>> begin SELECTED PASSAGE
SkipPermission is evaluated synchronously before Graph creation. If denied, Bundle status is set to SkipDenied with a reason message.
5.7 MetricCheck (Phase 2)¶
apiVersion: kardinal.io/v1alpha1
kind: MetricCheck
metadata:
name: success-rate
spec:
provider: { type: prometheus, address: "http://prometheus:9090" }
query: |
sum(rate(http_requests_total{app="{{ .AppName }}",status!~"5.."}[5m]))
/ sum(rate(http_requests_total{app="{{ .AppName }}"}[5m]))
successCondition: ">= 0.99"
failureCondition: "< 0.95"
noDataBehavior: hold
5.8 kardinal init¶
Input:
app: my-app
image: ghcr.io/myorg/my-app
git:
url: https://github.com/myorg/gitops-repo
secret: github-token
environments: [dev, staging, prod]
prodApproval: pr-review
Output:
$ kardinal init -f kardinal.yaml
Pipeline "my-app" created (3 environments: dev, staging, prod)
>> end SELECTED PASSAGE
◆ EXERCISE TASK 1
In the kardinal excerpt, what status is a Bundle given when SkipPermission is denied?
◆ EXERCISE TASK 2
Does each statement agree with the kardinal excerpt? Answer yes or no for each, and quote the words that decide it. (a) SkipPermission is evaluated after Graph creation. (b) The MetricCheck uses a Prometheus provider. (c) The kardinal init output reports a pipeline with four environments.
◆ EXERCISE TASK 3
Reproduce the kardinal excerpt between "noDataBehavior: hold" and "dev, staging, prod)", inclusive.
>> begin DATASET
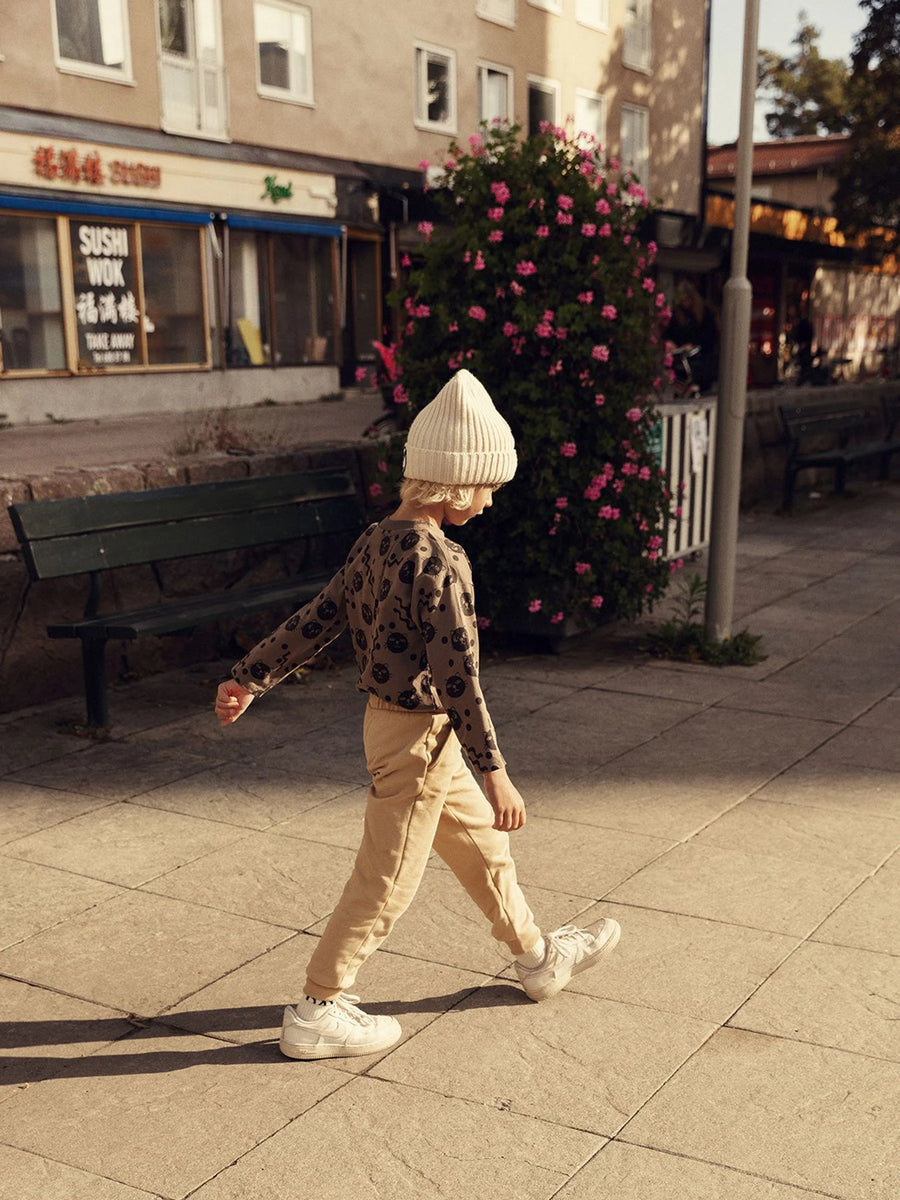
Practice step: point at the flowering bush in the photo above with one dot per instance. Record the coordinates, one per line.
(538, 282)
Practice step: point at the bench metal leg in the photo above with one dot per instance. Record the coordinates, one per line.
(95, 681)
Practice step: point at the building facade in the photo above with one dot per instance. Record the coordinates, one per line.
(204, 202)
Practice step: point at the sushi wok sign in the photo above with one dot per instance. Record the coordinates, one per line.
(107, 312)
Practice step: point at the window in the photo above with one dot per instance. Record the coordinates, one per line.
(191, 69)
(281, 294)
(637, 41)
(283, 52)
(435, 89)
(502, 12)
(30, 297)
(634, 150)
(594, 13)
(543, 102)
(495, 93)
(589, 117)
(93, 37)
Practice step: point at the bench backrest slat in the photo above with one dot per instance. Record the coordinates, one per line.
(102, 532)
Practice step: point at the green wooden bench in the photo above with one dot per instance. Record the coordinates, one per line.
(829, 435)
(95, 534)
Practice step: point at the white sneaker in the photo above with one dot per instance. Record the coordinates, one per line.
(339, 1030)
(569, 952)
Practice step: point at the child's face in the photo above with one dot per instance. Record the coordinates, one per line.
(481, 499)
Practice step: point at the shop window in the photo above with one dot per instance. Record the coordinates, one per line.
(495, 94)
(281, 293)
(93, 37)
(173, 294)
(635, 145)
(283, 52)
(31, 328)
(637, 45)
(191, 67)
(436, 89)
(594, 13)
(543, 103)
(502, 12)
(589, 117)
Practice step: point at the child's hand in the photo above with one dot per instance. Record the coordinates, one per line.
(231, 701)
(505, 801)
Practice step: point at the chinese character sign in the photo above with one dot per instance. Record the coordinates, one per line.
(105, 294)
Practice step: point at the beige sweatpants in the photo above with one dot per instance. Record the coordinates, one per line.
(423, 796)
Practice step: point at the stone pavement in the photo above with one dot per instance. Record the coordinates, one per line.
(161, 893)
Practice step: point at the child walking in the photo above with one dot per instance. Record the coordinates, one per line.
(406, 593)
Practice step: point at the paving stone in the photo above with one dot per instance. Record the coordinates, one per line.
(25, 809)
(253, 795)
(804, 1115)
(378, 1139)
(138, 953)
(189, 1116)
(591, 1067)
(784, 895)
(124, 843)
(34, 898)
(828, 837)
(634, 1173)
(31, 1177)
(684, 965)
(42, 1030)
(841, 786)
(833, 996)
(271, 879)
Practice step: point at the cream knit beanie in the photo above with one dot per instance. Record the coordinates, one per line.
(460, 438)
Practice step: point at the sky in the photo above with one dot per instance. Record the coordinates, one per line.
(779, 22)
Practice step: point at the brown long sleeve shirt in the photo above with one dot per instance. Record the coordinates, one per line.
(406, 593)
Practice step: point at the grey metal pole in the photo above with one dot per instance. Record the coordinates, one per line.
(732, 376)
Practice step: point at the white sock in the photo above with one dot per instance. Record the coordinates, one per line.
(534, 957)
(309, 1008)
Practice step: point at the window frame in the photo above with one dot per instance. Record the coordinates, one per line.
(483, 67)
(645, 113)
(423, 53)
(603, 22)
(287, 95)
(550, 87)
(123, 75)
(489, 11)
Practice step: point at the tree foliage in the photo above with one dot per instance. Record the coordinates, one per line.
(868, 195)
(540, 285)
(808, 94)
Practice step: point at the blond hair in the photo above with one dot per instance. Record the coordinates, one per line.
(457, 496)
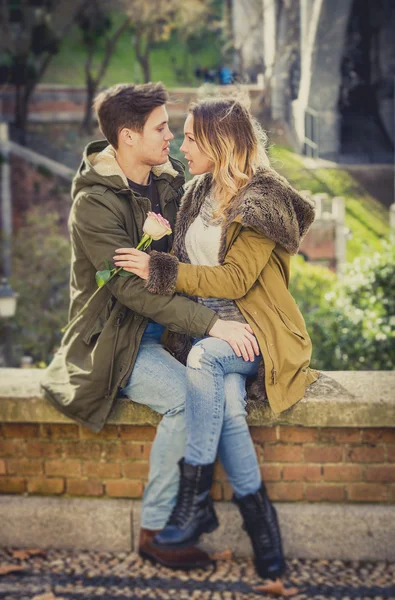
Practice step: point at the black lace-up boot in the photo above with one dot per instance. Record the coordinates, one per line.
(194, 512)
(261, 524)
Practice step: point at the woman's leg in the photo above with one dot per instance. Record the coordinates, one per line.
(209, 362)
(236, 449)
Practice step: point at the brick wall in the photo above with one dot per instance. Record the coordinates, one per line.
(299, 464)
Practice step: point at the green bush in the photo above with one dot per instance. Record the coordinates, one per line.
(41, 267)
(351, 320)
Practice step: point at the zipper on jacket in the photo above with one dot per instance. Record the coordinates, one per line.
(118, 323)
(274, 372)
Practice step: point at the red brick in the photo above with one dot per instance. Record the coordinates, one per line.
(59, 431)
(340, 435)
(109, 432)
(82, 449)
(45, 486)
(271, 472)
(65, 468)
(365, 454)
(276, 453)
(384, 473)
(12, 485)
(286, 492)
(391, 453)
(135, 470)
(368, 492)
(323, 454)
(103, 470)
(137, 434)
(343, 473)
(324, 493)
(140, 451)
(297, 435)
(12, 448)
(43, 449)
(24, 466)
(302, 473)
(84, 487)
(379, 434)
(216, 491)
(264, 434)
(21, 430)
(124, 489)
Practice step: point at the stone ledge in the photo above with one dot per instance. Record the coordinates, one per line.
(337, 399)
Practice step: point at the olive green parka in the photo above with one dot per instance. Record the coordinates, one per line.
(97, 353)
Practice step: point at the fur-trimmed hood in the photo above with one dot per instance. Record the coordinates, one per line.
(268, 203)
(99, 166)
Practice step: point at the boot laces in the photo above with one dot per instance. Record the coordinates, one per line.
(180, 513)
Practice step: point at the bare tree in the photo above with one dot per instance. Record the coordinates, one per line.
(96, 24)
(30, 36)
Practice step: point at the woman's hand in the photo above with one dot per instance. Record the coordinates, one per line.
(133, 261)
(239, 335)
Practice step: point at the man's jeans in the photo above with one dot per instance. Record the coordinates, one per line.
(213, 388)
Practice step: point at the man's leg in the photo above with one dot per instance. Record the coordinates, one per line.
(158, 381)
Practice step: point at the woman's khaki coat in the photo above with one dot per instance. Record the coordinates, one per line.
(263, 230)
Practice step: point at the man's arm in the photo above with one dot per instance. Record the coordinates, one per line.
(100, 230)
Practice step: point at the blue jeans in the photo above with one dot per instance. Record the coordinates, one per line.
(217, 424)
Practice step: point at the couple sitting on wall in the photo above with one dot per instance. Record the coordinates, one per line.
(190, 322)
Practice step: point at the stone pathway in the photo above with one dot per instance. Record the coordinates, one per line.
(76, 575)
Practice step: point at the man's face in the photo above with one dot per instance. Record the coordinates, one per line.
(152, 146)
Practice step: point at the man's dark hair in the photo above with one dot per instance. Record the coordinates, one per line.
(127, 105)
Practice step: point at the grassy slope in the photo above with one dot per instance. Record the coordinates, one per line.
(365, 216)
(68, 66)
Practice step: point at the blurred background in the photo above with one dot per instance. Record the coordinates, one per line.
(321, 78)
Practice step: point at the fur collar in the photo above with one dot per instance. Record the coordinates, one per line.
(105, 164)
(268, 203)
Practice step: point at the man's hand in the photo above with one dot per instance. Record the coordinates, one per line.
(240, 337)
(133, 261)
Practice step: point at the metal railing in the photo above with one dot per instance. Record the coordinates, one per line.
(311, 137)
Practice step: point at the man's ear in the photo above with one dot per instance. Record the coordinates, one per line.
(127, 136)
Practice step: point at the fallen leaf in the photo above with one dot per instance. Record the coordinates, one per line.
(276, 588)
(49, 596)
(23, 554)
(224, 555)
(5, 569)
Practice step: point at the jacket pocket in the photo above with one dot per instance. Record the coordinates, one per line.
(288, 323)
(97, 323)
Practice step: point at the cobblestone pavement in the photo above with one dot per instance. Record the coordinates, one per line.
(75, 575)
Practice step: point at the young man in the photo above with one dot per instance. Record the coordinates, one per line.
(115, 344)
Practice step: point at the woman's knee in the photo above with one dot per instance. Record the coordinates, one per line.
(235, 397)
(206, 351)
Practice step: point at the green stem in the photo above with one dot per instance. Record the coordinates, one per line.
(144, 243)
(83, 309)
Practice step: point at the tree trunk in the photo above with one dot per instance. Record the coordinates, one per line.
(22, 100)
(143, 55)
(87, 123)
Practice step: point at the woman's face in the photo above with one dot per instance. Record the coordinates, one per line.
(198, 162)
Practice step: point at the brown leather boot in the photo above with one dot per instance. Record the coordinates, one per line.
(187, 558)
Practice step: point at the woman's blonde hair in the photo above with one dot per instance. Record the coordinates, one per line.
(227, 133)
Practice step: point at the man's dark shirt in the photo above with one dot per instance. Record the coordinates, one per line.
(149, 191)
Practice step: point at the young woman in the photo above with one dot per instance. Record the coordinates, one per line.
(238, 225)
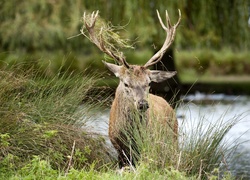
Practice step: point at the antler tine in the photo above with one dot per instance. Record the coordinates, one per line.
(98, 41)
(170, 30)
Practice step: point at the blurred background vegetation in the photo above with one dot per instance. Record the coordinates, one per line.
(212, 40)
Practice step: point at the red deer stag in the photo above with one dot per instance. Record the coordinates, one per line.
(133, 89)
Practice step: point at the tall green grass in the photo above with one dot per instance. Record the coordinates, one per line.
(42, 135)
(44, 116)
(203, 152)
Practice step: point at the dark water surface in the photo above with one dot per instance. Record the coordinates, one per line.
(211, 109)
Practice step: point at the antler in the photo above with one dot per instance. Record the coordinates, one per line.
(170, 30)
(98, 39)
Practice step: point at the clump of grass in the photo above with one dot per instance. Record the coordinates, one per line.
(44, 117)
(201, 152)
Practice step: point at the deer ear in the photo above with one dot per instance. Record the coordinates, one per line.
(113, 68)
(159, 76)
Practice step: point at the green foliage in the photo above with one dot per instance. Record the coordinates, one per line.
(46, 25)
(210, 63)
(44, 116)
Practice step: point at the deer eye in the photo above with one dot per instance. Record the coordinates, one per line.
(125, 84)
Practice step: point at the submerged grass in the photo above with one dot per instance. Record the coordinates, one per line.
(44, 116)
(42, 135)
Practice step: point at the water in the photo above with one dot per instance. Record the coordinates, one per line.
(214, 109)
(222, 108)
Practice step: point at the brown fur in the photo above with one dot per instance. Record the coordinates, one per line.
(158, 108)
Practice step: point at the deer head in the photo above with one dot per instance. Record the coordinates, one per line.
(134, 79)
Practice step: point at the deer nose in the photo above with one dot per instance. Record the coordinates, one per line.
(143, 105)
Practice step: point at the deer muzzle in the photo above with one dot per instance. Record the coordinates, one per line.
>> end DATASET
◆ EXPECTED ANSWER 1
SkipDenied

◆ EXPECTED ANSWER 2
(a) No: "SkipPermission is evaluated synchronously before Graph creation."
(b) Yes: "type: prometheus"
(c) No: "3 environments: dev, staging, prod"

◆ EXPECTED ANSWER 3
noDataBehavior: hold
5.8 kardinal init¶
Input:
app: my-app
image: ghcr.io/myorg/my-app
git:
url: https://github.com/myorg/gitops-repo
secret: github-token
environments: [dev, staging, prod]
prodApproval: pr-review
Output:
$ kardinal init -f kardinal.yaml
Pipeline "my-app" created (3 environments: dev, staging, prod)